───── Text block ─────

Prof Denis Noble’s latest book on evolutionary biology, Dance to the Tune of Life, was published in the Autumn of 2016, and is a follow up to the hugely successful 2006 book The Music of Life.  His new work produces yet more evidence for a 21st century, multi-level, integrative approach to evolutionary biology, attacking the 20th century reductionism of neo-Darwinism with renewed vigour.

Voices from Oxford has produced three lectures given by Prof Noble, each of which varies in style according to the respective audience.  We encourage you to watch one or all of them in order to better understand this hotly debated topic.

In summary, the Physiological Society lecture gives the most detail and depth, the Biochemistry Society lecture offers the most debate and argument, whilst the Swansea University Medical School lecture is aimed at those engaged in medical research.

Physiological Society, London

21st November, 2016
Recorded just days after the publication of Dance to the Tune of Life, Noble’s lecture to the Physiological Society gives a full and detailed account of the evidence to support his thesis.  It’s the most in depth and lengthy lecture to date, and was well received by the audience, whose backgrounds in physiological science made them open and receptive to the ideas being presented.  A must watch for those open to Noble’s ideas, and wishing to hear them fully explained with highly detailed evidence.

───── Recorded data ─────

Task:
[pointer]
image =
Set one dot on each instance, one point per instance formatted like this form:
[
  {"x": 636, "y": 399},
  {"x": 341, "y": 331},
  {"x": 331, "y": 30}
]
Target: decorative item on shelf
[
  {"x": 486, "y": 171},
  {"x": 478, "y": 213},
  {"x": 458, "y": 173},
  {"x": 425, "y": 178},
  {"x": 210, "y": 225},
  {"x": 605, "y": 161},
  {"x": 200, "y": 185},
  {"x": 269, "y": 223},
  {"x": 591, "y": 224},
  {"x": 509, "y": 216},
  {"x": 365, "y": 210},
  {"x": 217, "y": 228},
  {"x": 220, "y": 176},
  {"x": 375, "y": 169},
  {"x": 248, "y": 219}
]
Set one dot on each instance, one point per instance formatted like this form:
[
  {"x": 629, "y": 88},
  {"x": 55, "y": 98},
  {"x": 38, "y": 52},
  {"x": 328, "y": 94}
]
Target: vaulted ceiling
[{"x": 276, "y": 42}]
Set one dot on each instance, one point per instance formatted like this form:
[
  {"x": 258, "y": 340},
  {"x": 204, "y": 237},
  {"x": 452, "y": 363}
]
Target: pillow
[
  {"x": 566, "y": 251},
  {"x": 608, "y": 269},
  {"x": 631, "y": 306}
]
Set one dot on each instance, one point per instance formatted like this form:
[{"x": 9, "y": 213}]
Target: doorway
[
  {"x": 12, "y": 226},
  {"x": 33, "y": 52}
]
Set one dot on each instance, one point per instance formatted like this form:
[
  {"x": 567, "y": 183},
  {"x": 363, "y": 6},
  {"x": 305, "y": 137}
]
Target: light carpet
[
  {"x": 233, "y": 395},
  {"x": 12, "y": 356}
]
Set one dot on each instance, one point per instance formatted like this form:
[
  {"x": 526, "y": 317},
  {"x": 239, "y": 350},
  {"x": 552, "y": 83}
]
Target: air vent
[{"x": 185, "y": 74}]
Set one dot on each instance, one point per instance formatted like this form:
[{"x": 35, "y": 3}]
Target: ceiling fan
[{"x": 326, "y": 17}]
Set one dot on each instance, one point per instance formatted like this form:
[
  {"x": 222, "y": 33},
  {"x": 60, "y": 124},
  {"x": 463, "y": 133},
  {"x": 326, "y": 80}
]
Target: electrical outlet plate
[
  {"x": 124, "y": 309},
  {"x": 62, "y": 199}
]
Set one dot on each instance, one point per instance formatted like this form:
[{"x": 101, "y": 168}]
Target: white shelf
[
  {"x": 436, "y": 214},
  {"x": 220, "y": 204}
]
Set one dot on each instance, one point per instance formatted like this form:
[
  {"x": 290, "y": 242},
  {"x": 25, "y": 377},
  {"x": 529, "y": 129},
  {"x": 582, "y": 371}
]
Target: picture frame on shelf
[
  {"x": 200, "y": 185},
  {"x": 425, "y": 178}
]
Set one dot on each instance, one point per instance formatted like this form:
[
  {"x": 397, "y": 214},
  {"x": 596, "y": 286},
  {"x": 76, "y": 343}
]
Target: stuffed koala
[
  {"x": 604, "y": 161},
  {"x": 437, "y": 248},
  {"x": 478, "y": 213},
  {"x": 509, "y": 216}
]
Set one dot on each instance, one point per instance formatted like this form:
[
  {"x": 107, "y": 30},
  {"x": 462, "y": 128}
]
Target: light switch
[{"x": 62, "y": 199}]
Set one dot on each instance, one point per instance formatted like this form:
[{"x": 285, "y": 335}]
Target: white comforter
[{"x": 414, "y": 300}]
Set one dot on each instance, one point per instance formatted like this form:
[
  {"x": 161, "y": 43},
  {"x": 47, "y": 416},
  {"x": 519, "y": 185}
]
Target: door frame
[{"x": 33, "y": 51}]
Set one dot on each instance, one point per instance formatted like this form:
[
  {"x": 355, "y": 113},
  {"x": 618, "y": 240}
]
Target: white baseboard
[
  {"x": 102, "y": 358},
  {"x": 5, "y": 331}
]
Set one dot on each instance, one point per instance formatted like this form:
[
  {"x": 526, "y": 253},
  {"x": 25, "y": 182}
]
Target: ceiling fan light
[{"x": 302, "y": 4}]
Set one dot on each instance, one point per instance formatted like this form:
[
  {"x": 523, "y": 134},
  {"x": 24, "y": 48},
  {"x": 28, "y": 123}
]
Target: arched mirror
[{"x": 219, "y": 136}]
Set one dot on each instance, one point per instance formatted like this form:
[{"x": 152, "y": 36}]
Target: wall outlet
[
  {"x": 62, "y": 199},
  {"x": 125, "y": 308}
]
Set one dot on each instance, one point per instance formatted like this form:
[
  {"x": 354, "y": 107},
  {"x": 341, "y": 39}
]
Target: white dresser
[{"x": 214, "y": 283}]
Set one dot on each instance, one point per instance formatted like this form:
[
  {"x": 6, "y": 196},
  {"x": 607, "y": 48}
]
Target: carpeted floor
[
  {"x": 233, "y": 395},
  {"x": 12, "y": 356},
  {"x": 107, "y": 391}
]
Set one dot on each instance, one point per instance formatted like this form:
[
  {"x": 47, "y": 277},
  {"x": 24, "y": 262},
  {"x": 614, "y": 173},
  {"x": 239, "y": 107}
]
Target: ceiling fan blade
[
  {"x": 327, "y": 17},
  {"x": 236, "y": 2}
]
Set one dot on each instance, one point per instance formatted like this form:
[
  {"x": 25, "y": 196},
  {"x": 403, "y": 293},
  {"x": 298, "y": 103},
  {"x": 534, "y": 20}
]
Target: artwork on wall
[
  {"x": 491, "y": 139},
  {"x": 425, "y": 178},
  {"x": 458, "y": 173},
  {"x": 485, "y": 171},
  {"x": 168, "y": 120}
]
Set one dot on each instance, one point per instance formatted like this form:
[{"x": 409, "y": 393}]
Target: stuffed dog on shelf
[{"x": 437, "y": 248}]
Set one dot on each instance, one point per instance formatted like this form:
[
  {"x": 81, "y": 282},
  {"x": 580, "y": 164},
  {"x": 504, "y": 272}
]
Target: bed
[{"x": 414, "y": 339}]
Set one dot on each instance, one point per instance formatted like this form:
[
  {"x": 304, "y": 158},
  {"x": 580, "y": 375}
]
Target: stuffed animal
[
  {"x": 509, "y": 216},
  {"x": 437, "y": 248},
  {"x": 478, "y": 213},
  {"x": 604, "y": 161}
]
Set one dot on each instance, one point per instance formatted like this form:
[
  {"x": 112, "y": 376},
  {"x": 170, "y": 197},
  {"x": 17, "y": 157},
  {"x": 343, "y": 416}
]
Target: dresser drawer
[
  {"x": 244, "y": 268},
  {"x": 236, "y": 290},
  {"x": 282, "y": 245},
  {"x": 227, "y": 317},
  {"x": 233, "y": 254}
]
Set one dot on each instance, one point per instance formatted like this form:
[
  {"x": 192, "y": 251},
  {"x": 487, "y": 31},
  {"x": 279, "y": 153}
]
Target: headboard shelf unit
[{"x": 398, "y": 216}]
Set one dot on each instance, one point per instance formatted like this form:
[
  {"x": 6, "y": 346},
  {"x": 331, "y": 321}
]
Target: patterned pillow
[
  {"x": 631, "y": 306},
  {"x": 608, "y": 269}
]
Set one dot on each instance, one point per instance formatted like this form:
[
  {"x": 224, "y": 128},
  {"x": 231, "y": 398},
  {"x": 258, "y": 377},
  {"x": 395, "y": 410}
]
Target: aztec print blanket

─────

▸ What you need to do:
a) According to the passage on Denis Noble's lectures, which lecture is aimed at people engaged in medical research?
b) Write the next part of the passage on Denis Noble's lectures, starting after its final sentence.
The records have no role here.

▸ Answers for this exercise:
a) The Swansea University Medical School lecture.

b)
University of Oxford Biochemistry Society

8th February, 2017
With an audience highly specialised in biochemistry and molecular biology, Noble chose to give a shorter presentation of his main points in order to leave time for the inevitable questions, challenges and debate.  One questioner attacked the entire validity of his work, but Noble responded by explaining how Johannsen’s original 1909 definition of a gene shouldn’t be confused with more recent and ongoing interpretations, and that this misunderstanding lay at the heart of the question.  Noble also reiterated his point that whilst some neo-Darwinian mechanisms are indeed necessary to explain evolutionary biology, they’re certainly nowhere near sufficient to explain the whole story.  A must watch for those who agree with James Watson’s quip, that, “It’s all molecules, the rest is sociology.”

Swansea University Medical School

9th March, 2017
The medical implications of Dance to the Tune of Life are many fold.  Since the human genome was sequenced in 2000, the much hyped medical advances based on this knowledge have spectacularly failed to materialise.  And if our basic understanding of the processes at work in human bodies has been warped and misunderstood by the dogma of neo-Darwinism, how then are we to effectively treat disease and practice medicine?  This presentation was tailored with this in mind, and is a must watch for those engaged in medical research.